Pryce, an ambassador for the Alzheimer’s Society who has a family member with dementia, has played characters with the condition three times in recent years: in the Florian Zeller play “The Height of the Storm,” in “Slow Horses” and in the 2025 Chris Columbus film “The Thursday Murder Club.”

“I know the power when people with any kind of disability or illness are portrayed in a sympathetic way on screen,” he said. “It’s a great way to educate people to be more compassionate.”

But when he took the role in “Slow Horses” — which is based on a series of novels by Mick Herron about a group of disgraced agents exiled to the disreputable Slough House, run by the surly and flatulent Jackson Lamb — he didn’t know that the dementia storyline was coming.

“I purposefully didn’t read the books because I wanted to discover things as they were evolving,” he said. “I wasn’t thinking ahead with the character, trying to fulfill something that I knew would eventually happen to him. The audience discovers things at the same time as I discover them, and I find that a very satisfactory way to work.”

• [Dataset extract]
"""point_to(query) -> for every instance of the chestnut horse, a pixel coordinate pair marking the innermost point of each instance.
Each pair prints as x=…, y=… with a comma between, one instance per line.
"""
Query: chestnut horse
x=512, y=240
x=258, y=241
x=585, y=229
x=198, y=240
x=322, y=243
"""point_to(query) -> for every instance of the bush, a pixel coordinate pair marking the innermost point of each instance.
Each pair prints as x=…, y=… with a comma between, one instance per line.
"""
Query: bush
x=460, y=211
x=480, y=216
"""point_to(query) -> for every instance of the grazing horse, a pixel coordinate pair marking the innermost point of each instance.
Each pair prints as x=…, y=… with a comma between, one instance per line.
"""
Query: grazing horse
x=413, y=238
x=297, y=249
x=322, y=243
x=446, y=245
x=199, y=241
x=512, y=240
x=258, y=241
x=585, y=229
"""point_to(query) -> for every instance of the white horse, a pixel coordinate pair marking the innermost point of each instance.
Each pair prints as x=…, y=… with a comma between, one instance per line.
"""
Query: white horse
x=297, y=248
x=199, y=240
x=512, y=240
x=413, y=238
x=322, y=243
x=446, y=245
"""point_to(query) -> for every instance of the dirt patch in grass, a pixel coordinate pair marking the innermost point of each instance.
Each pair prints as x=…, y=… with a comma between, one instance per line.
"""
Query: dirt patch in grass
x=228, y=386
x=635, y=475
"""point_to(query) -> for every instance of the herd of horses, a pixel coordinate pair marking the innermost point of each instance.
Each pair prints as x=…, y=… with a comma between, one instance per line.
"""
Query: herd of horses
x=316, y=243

• [Your task]
Reproduce the passage on Pryce's dementia roles, from "Pryce, an ambassador" up to and including "storyline was coming.".

• [Answer to this exercise]
Pryce, an ambassador for the Alzheimer’s Society who has a family member with dementia, has played characters with the condition three times in recent years: in the Florian Zeller play “The Height of the Storm,” in “Slow Horses” and in the 2025 Chris Columbus film “The Thursday Murder Club.”

“I know the power when people with any kind of disability or illness are portrayed in a sympathetic way on screen,” he said. “It’s a great way to educate people to be more compassionate.”

But when he took the role in “Slow Horses” — which is based on a series of novels by Mick Herron about a group of disgraced agents exiled to the disreputable Slough House, run by the surly and flatulent Jackson Lamb — he didn’t know that the dementia storyline was coming.